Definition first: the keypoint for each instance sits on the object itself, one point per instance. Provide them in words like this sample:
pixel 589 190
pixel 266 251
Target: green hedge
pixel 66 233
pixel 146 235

**To do**
Print every line of the data above verbatim, with nothing changed.

**Solution to this task**
Definition first: the keypoint for each instance sits on the object itself, one point per instance. Provide them in words like this sample:
pixel 589 190
pixel 266 251
Target: green hedge
pixel 66 233
pixel 146 235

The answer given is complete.